■ Requirement 1
Which lines in the records below contain the string "roof"? Pick out each one and copy it in full.

■ Given passage
** start **
How to effectively implement PCIe transfer?
Hi,
I am using Stratix10 series PCIe IP core for the first time and while reading "L-tile and H-tile Avalon Memory mapped Intel FPGA IP for PCI Express User Guide 21.1 ( 8.1. Read DMA Example )", I found that the following steps need to be performed to achieve the transfer from FPGA to software:
- Software allocates memory for Write Descriptor Status table and Write Descriptor Controller table in host memory.
- Program the Write Descriptor Controller table.
- Program the Write Descriptor Controller register "Write Status and Descriptor Base" with the starting address of the descriptor table.
- Program the Write Descriptor Controller "Write Descriptor FIFO Base" with the starting address of the on-chip write descriptor table FIFO.
- Program the Write Descriptor Controller register WR_DMA_LAST_PTR with the value.
- The host waits for the MSI interrupt. The Write Descriptor Controllers send MSI to the host after completing the last descriptor.
** end **
■ Requirement 2
Could you reproduce the entire PCIe transfer post above word for word?

■ Given data
** start **
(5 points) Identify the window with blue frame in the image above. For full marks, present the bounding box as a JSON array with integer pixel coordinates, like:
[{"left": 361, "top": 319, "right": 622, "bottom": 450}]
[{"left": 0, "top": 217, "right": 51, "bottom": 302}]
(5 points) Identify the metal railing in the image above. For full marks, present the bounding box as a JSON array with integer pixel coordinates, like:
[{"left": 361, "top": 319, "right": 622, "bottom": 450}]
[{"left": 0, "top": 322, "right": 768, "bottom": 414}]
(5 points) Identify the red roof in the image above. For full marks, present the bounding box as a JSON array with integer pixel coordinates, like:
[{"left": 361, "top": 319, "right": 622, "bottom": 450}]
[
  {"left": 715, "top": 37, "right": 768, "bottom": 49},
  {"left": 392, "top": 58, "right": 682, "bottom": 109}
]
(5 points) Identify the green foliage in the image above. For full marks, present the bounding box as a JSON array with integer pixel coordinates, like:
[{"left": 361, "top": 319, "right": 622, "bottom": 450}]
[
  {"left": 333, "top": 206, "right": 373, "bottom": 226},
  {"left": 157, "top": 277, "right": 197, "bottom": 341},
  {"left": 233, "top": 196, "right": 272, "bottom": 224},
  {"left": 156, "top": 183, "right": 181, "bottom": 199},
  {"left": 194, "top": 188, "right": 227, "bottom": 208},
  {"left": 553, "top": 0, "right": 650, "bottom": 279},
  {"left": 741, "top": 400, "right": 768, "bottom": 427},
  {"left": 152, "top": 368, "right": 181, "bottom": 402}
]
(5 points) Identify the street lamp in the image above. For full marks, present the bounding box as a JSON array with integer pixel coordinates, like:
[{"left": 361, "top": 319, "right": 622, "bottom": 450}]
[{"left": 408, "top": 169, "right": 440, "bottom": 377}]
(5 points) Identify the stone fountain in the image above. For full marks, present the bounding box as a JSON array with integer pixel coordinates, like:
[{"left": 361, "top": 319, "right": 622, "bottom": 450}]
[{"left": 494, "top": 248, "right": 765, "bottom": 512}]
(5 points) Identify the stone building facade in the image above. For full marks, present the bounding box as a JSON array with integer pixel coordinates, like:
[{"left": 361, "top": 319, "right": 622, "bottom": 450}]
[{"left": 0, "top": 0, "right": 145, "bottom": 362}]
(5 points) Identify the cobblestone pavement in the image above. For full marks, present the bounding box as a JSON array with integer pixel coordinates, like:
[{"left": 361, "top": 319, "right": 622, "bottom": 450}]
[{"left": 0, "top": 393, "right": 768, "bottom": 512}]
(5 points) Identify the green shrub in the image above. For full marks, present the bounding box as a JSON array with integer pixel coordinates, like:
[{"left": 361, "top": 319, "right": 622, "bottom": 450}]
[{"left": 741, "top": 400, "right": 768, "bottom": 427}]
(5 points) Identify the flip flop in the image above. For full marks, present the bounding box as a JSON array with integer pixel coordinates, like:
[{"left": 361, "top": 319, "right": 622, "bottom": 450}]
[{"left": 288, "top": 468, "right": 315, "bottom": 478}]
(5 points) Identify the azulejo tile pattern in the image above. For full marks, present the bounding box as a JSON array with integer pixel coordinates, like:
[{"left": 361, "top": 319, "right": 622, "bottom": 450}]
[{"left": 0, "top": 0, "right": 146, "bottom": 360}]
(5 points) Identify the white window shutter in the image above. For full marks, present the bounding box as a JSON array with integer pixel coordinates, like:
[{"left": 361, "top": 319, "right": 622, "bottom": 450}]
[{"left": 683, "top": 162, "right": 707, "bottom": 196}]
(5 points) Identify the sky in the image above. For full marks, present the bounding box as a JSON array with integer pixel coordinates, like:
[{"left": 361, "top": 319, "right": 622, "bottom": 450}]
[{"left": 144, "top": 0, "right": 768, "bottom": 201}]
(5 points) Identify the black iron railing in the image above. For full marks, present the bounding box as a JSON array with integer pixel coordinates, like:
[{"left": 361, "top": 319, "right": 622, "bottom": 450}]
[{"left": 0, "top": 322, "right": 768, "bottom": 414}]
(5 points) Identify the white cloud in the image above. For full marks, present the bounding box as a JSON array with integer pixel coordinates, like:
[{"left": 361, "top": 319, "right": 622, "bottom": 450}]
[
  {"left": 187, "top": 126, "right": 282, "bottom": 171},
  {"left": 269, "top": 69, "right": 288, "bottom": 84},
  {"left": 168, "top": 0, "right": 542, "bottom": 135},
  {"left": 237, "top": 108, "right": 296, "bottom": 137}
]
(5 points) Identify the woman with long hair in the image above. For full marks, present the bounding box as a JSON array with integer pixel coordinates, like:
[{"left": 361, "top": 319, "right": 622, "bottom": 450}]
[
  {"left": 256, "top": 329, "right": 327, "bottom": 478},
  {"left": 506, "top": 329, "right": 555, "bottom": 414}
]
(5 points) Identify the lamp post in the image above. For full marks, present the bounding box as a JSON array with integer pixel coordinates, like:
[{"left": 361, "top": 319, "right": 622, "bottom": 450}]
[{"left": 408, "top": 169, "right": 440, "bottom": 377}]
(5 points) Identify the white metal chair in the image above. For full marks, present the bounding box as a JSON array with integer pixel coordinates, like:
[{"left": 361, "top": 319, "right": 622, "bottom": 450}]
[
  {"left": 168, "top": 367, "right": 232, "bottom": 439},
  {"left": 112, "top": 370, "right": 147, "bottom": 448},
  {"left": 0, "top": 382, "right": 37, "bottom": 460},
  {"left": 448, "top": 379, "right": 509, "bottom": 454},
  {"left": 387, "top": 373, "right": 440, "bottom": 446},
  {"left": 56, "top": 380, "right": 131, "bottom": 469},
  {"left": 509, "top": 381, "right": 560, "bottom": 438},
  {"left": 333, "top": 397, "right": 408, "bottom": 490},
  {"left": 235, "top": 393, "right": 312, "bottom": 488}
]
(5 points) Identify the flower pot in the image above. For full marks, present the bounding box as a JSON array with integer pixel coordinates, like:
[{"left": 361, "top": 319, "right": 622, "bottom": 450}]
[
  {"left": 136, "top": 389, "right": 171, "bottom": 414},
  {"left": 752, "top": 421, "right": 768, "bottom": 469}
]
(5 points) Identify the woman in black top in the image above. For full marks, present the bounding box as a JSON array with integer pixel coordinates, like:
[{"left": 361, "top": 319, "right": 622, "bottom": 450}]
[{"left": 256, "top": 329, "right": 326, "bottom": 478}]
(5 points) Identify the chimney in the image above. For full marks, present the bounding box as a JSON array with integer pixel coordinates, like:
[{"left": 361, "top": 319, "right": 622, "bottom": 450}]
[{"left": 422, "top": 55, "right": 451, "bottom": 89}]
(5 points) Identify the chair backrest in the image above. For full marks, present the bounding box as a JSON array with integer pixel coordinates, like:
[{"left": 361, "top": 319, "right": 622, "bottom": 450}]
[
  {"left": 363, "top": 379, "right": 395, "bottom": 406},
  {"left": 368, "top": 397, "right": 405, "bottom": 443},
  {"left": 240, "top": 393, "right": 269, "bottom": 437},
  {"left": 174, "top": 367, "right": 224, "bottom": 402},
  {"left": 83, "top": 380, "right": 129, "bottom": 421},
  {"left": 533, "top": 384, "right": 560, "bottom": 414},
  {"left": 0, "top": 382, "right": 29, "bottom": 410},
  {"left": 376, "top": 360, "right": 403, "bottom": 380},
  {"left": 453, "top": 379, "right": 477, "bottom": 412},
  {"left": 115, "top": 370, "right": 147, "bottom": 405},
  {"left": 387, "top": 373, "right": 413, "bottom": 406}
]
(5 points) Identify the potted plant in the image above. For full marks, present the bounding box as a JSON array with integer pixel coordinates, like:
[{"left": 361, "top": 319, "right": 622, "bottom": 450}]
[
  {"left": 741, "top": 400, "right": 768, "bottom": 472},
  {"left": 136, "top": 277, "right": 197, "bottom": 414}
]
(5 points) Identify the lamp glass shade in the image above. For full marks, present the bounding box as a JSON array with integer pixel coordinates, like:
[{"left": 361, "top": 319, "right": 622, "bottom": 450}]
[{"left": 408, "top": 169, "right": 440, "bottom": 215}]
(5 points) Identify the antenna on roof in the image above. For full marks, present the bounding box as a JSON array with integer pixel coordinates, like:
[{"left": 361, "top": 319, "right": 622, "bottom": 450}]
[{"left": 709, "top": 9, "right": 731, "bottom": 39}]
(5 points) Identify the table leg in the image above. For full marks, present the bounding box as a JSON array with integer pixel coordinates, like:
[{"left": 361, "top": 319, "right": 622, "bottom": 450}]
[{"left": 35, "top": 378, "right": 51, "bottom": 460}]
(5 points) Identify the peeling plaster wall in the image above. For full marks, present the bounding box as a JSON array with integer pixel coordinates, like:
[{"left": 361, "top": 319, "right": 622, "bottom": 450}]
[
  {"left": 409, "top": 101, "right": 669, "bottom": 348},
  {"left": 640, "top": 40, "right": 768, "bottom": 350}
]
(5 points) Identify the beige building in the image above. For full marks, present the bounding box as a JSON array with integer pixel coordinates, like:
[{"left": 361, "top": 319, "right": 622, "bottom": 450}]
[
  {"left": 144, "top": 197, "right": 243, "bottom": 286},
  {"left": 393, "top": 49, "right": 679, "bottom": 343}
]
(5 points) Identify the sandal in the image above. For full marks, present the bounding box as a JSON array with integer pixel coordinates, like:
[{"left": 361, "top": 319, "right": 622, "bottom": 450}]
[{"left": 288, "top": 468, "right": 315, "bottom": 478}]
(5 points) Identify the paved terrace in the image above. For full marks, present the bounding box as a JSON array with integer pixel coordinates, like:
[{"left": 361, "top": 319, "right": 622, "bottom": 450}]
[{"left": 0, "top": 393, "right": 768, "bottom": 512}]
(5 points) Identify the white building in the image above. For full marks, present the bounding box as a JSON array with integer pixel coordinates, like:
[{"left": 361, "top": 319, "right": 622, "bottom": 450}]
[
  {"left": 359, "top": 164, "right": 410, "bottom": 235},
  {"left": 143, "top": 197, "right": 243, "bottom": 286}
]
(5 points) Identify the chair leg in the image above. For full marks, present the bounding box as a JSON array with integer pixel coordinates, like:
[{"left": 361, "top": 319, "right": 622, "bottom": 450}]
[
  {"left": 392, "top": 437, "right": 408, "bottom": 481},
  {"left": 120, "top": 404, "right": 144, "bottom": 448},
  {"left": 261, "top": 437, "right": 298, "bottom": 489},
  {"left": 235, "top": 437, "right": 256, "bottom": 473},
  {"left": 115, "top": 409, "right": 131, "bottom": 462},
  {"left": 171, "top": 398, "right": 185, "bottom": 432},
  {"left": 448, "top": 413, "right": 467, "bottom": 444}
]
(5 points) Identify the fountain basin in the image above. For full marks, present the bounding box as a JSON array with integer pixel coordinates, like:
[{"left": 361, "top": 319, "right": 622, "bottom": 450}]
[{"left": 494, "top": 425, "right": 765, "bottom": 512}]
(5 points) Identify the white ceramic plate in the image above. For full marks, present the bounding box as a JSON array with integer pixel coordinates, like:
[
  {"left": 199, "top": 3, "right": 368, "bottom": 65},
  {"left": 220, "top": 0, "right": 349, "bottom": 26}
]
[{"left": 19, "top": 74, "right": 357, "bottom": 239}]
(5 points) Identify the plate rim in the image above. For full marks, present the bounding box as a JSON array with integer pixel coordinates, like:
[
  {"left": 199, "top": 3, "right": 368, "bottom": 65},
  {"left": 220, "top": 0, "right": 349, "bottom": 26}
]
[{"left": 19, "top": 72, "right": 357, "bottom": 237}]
** end **
■ Response 1
(5 points) Identify the red roof in the image above. For full marks, present the bounding box as a JSON array with integer pixel coordinates, like:
(5 points) Identify the antenna on roof in the image above. For full marks, present the bounding box as a JSON array with integer pixel coordinates, like:

■ Response 2
How to effectively implement PCIe transfer?
Hi,
I am using Stratix10 series PCIe IP core for the first time and while reading "L-tile and H-tile Avalon Memory mapped Intel FPGA IP for PCI Express User Guide 21.1 ( 8.1. Read DMA Example )", I found that the following steps need to be performed to achieve the transfer from FPGA to software:
- Software allocates memory for Write Descriptor Status table and Write Descriptor Controller table in host memory.
- Program the Write Descriptor Controller table.
- Program the Write Descriptor Controller register "Write Status and Descriptor Base" with the starting address of the descriptor table.
- Program the Write Descriptor Controller "Write Descriptor FIFO Base" with the starting address of the on-chip write descriptor table FIFO.
- Program the Write Descriptor Controller register WR_DMA_LAST_PTR with the value.
- The host waits for the MSI interrupt. The Write Descriptor Controllers send MSI to the host after completing the last descriptor.